━━ Given data ━━

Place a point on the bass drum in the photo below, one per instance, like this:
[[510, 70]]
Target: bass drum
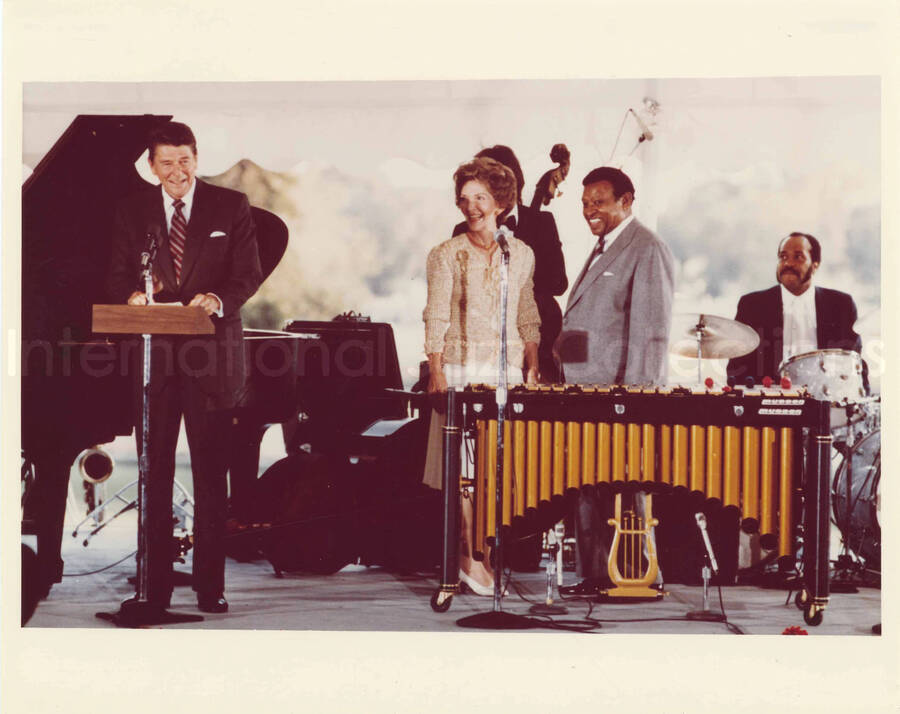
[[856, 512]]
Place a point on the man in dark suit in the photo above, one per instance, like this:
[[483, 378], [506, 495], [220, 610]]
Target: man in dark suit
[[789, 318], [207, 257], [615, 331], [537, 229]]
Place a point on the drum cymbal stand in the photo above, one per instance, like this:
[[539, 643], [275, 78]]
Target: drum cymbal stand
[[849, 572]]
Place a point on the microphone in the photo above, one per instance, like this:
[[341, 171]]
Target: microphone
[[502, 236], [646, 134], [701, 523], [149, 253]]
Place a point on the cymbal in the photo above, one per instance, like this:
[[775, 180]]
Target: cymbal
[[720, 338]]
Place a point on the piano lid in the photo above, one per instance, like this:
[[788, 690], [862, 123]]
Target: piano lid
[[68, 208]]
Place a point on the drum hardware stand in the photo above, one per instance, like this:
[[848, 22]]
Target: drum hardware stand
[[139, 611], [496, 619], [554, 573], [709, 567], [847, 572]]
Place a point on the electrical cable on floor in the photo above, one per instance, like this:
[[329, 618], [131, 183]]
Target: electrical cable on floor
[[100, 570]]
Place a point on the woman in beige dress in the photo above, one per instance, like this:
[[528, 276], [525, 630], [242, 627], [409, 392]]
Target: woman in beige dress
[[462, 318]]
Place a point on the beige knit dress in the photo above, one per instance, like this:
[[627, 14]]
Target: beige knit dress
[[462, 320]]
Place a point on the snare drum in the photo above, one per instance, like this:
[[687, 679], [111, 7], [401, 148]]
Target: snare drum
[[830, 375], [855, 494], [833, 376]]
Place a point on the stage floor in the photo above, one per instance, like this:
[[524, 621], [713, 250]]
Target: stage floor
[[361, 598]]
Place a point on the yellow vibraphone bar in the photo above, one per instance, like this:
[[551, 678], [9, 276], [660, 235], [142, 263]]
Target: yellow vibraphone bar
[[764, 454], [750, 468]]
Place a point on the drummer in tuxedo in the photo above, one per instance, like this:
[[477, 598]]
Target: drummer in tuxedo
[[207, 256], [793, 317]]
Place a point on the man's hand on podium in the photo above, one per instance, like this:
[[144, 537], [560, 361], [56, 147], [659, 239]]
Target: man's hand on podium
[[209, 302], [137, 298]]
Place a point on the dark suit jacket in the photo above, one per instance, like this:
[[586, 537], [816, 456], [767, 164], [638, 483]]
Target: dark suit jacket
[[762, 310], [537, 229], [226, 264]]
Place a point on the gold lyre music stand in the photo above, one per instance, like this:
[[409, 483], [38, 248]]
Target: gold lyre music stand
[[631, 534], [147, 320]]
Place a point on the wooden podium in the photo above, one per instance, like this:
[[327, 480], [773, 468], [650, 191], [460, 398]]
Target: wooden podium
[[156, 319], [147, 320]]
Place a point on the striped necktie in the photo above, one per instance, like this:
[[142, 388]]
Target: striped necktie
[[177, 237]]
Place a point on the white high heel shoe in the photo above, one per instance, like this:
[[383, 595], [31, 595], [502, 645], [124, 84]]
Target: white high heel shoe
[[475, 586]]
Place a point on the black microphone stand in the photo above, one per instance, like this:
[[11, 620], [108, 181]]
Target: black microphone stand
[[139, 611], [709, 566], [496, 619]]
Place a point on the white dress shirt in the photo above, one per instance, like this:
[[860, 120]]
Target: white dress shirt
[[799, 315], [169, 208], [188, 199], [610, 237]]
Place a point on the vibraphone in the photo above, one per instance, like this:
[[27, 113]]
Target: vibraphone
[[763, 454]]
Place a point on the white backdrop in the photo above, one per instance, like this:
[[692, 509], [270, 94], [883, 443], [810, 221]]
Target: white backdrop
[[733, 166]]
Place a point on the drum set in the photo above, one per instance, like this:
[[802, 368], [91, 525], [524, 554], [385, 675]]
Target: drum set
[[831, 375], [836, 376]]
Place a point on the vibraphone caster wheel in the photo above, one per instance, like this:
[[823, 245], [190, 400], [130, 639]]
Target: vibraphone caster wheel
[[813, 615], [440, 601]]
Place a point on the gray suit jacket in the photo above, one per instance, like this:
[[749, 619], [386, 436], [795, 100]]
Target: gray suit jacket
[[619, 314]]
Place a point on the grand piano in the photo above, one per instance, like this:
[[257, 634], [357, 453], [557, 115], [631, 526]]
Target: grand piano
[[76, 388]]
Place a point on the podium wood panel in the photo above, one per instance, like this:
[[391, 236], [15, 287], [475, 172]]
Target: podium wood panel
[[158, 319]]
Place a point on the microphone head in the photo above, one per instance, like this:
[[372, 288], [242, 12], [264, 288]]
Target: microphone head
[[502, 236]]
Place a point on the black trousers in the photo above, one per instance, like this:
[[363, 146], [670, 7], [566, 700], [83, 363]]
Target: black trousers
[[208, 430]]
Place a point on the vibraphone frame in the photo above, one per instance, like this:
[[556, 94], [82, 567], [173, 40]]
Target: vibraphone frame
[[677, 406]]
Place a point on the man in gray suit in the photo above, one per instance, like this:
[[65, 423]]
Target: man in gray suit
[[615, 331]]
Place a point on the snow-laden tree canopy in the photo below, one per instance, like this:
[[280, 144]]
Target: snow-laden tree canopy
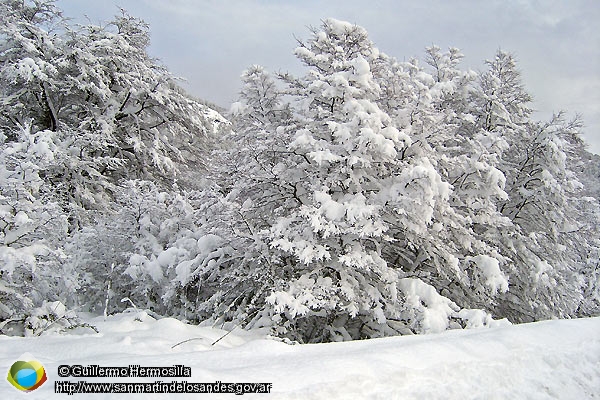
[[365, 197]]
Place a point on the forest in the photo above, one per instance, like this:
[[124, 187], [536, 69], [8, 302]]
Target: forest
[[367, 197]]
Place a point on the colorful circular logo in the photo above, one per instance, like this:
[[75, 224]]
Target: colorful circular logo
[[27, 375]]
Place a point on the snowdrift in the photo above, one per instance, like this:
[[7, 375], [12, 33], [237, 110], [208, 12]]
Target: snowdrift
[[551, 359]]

━━━
━━ Given data ━━

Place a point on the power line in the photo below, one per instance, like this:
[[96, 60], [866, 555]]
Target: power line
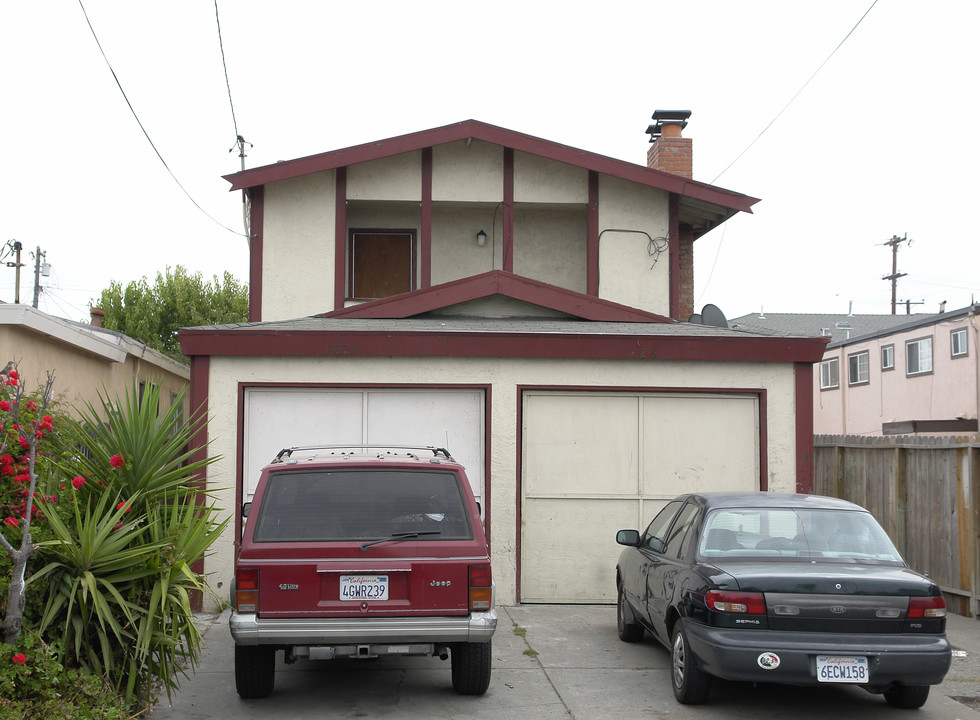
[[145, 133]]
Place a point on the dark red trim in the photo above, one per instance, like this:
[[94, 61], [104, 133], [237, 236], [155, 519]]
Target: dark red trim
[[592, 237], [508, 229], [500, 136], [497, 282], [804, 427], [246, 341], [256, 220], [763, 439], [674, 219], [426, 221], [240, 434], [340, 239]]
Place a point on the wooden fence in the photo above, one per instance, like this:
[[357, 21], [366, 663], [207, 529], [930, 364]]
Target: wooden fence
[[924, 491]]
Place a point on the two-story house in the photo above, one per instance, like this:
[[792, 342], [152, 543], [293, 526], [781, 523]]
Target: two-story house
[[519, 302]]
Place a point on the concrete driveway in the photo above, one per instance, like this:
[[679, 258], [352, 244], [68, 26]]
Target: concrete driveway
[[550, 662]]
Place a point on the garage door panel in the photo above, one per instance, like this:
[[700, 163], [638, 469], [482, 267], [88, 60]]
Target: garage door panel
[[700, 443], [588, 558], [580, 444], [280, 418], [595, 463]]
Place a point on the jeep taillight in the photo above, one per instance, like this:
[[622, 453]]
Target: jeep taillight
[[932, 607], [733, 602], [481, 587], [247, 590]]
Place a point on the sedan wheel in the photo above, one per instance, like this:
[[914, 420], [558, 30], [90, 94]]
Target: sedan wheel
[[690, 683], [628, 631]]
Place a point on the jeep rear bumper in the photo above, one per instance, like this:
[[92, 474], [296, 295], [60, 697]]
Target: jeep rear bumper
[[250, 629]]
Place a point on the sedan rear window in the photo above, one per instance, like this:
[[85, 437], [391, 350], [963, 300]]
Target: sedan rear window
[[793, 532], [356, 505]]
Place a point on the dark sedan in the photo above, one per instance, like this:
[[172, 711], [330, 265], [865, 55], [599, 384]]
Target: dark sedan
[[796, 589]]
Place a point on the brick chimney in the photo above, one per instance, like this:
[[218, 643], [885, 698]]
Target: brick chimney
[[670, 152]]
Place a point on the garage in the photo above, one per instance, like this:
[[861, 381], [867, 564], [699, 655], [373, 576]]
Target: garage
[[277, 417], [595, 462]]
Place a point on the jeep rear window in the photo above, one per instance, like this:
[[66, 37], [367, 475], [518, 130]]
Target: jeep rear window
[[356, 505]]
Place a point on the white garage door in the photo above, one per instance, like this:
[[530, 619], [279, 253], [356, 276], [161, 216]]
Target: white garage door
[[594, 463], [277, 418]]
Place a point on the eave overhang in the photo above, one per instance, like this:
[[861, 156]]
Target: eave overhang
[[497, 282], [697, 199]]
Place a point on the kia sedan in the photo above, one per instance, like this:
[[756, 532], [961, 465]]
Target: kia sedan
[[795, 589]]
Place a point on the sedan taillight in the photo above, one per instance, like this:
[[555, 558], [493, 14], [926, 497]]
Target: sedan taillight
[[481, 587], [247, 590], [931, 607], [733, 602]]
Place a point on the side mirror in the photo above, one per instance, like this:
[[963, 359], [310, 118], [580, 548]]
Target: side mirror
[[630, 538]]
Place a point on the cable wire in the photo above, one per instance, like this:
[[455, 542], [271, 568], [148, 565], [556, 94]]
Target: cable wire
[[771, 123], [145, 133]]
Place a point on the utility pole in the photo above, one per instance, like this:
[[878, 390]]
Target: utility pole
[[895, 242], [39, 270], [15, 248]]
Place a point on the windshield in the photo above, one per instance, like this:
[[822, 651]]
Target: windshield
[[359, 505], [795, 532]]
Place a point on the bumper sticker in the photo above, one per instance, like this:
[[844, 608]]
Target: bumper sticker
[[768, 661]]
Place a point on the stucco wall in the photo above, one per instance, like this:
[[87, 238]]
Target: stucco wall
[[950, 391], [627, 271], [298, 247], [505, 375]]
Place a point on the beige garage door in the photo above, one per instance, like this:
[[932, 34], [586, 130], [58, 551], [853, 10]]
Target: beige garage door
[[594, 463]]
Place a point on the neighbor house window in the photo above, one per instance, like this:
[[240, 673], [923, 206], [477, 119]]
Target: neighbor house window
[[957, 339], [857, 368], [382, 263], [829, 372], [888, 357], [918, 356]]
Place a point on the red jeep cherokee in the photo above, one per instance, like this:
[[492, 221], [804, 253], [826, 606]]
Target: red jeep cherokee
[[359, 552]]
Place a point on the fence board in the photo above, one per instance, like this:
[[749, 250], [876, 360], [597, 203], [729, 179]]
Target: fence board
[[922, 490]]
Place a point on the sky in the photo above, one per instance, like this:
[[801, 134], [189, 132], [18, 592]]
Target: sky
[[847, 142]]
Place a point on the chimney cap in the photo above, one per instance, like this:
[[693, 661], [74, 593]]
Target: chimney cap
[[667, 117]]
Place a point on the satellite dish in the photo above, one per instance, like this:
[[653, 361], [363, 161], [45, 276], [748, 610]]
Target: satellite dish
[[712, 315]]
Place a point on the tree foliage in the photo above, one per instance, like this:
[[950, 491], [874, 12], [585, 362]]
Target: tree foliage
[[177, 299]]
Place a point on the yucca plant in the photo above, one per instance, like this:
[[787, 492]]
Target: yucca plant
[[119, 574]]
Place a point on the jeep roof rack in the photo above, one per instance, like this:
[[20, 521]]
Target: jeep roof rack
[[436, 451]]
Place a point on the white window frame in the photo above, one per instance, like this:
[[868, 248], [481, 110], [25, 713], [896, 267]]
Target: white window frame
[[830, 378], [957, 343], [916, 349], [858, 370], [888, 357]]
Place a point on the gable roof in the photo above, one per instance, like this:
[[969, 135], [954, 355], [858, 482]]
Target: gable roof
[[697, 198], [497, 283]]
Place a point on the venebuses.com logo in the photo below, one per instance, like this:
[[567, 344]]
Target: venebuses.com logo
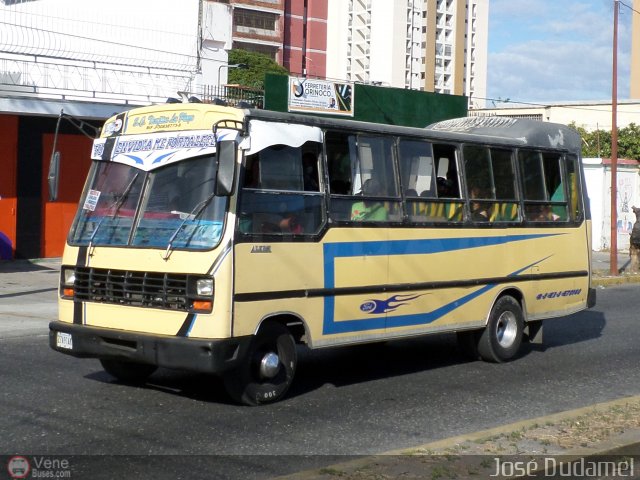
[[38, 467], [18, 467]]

━━━
━━ Given data ━━

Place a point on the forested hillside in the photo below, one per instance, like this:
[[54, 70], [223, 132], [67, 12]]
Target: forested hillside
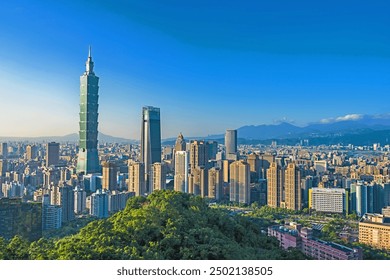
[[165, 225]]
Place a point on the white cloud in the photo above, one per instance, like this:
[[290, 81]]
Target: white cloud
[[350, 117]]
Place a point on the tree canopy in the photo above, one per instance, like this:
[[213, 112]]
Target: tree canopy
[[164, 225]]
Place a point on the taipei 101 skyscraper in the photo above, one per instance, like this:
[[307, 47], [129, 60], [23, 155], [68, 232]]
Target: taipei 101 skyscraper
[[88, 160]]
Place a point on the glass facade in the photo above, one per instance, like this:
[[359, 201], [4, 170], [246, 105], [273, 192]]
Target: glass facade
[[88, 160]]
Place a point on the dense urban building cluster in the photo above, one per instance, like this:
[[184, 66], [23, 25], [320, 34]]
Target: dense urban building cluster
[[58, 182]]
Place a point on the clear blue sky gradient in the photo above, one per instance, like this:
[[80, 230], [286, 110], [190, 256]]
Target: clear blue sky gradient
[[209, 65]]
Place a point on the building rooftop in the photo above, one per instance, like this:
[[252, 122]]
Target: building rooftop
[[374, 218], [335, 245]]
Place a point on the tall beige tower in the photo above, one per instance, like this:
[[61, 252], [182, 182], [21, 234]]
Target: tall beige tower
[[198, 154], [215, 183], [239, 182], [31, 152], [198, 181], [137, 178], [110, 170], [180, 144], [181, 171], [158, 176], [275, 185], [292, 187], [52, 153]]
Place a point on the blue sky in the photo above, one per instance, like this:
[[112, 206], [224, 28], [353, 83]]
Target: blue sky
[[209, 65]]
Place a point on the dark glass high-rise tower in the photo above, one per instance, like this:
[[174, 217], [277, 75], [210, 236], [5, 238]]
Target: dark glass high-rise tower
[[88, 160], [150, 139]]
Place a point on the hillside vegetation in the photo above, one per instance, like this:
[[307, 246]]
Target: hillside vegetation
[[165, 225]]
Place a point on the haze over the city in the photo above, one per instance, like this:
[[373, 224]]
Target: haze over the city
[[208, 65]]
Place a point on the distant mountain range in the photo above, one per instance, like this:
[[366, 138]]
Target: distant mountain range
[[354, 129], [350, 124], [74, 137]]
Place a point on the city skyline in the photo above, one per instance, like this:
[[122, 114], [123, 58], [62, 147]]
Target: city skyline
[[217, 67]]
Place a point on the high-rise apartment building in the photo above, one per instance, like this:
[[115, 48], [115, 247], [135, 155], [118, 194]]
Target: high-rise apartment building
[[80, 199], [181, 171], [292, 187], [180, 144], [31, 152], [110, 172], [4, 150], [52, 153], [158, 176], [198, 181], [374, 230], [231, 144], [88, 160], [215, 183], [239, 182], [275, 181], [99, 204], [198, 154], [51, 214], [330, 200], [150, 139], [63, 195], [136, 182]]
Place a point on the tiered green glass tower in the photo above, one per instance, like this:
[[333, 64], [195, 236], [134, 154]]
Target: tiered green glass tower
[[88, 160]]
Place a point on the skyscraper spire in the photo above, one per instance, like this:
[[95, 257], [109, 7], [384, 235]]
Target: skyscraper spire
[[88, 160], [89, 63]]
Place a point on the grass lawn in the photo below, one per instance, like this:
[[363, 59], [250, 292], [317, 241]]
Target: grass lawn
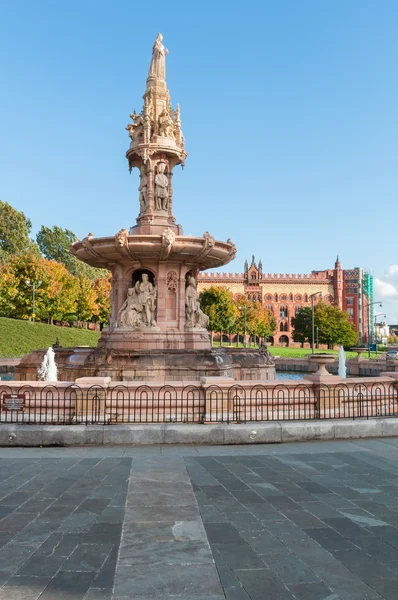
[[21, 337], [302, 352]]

━━━

> To be done: Update the lines starting at the one containing "Place a point on the white garage" and ending at the one containing "[[922, 490]]" by replacing "fence board" with "fence plank" and changing nothing else.

> Response for this exercise:
Place a point on the white garage door in the photo above, one per instance, like this:
[[530, 619], [279, 253], [356, 276], [161, 216]]
Target: white garage door
[[594, 463], [277, 418]]
Place a point on the eave overhang in the photo above, one per instance, like this:
[[861, 156]]
Target: eave overhang
[[497, 282], [697, 199]]
Place a point on the kia sedan in the photo above, one per instance, like this:
[[756, 532], [961, 465]]
Target: kia sedan
[[795, 589]]
Place a point on the sedan taillight in the photo above, one per instance, like this:
[[555, 558], [493, 14], [926, 497]]
Target: sedan taillight
[[481, 587], [247, 590], [931, 607], [733, 602]]
Place a point on the side mirror in the photo above, one per instance, like this:
[[963, 359], [310, 118], [580, 548]]
Target: side mirror
[[630, 538]]
Place a point on the cable wire in the photo above, one per instance, like this:
[[455, 542], [271, 568], [148, 565], [556, 94]]
Target: cable wire
[[771, 123], [145, 133]]
Place a point on the utility pole in the photo above, one per instance, like this:
[[878, 390]]
Target: utility pole
[[895, 242], [39, 270], [15, 248]]
Place a point on the windshield in the photo above, one per instance, like this:
[[822, 651]]
Target: windshield
[[359, 505], [795, 532]]
Place a point on the bumper sticker in the photo above, one per instance, like this:
[[844, 608]]
Target: bumper sticker
[[768, 661]]
Place a point on the stucco wall in the photo above, one per instance, like this:
[[87, 238]]
Target: stucco wall
[[950, 391], [627, 271], [298, 247], [505, 375]]
Place a point on the beige garage door in the photo above, one per instance, like this:
[[932, 34], [586, 130], [58, 551], [853, 10]]
Target: beige garage door
[[594, 463]]
Place a point on the neighbor house window in the photo above, one per instance, like this:
[[240, 673], [923, 206], [477, 119]]
Target: neighbor house window
[[957, 339], [857, 368], [382, 263], [829, 372], [888, 357], [918, 356]]
Place a point on the red jeep cherokee in the photo above, one per instance, like this:
[[492, 221], [804, 253], [826, 606]]
Target: red jeep cherokee
[[359, 552]]
Place a point on the fence plank in the photo above, one per instance, like this:
[[749, 250], [876, 360], [597, 203], [729, 179]]
Target: fence plank
[[922, 490]]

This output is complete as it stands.